■ **AIM OF THE TASK**
Give back the full data character for character.

(Items from a data source)
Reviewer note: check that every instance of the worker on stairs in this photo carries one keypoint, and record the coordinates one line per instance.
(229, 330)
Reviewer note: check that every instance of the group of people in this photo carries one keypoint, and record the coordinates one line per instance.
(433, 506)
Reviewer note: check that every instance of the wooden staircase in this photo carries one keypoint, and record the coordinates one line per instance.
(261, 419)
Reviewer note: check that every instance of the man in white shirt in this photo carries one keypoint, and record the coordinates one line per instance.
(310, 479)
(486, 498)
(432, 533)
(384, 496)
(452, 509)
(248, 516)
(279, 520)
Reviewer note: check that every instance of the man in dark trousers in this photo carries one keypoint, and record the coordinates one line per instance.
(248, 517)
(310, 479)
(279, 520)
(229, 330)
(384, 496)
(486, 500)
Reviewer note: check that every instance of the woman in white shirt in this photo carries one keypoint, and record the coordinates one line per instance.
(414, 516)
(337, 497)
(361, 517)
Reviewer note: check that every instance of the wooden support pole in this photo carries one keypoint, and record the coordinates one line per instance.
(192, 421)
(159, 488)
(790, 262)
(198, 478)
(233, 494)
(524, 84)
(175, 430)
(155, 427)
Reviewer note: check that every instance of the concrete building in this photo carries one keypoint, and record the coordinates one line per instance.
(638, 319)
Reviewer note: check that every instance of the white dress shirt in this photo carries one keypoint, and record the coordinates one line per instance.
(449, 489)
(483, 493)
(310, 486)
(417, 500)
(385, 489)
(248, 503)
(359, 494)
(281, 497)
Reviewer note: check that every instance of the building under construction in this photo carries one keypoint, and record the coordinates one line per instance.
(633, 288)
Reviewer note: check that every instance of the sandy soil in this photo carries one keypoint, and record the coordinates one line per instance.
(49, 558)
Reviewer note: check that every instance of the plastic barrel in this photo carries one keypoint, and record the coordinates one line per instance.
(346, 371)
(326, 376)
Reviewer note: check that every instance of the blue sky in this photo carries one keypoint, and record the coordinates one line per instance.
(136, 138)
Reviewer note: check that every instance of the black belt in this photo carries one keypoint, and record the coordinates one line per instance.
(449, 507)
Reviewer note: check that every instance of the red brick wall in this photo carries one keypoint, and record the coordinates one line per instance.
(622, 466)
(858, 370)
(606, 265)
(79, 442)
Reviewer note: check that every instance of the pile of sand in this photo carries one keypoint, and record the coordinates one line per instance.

■ **EXERCISE OUTPUT**
Reviewer note: check that every instance of the worker on stairs in this photo carries one keypoint, and record the coordinates one line per instance.
(229, 330)
Reviewer note: check that every instance of the group of people in this photo carries one keypoint, and record the coordinates one line per instance.
(433, 506)
Reviewer note: check that every instance of the wooden staircase in this photo carries one keypoint, and record the coordinates one line per instance.
(261, 419)
Reviewer note: check that every instance of the man in white shirt in this photo carries one keypoint, and record the coordinates one line per instance.
(310, 479)
(486, 498)
(432, 533)
(384, 496)
(452, 509)
(248, 516)
(279, 520)
Reviewer note: check that every instance of the man in dark trousers in this photo carries one keypoint, and record the coordinates one line per instance.
(248, 517)
(310, 479)
(279, 520)
(229, 330)
(384, 496)
(486, 500)
Reviewer note: check that every instance of the woman in white shirt in this photo carries one keypoint, and record the coordinates one line per instance.
(414, 516)
(337, 497)
(361, 517)
Reviewer note: check that every instance of the wooden support pole in this photo carries one keypoint, and record the coordinates one line per instance.
(192, 421)
(159, 488)
(790, 262)
(198, 478)
(233, 494)
(524, 84)
(175, 430)
(155, 427)
Reviewer note: check that every instance of the concrete building in this photo carries one keypoint, and record the coordinates one line per instance.
(638, 319)
Reviewer note: check that every instance of the white dress shirt in this photo carries one keypoint, and record the coordinates one line per instance.
(449, 489)
(483, 493)
(310, 486)
(417, 500)
(385, 489)
(248, 503)
(359, 494)
(281, 497)
Reviewer note: check that every instance of the building under construction in this photo carries one keypoint, and record the coordinates one line per instance.
(633, 288)
Reviewer note: check that every instance of the sandy soil in this photo carries one keypoint, and record the coordinates one line per instance.
(49, 558)
Reviewer note: check that every instance of the plastic barrel in this photo carries one keypoint, and record the coordinates one line per instance.
(346, 371)
(326, 376)
Reviewer note: check that every instance of the blue sky in this photo carries one keypoint, and record the coordinates one line per instance.
(136, 138)
Reviewer note: check that every instance of the black belt in this photo carries one keypoint, and record the coordinates one line per instance.
(449, 507)
Reviewer note: check that every instance of the red brick wall in this photo carries one keypoint, and record the coordinates one line per instance.
(622, 466)
(858, 370)
(606, 265)
(79, 442)
Reviewer note: check that every instance of the pile of sand in this photo carries one keypoint, and record the coordinates one line per instance.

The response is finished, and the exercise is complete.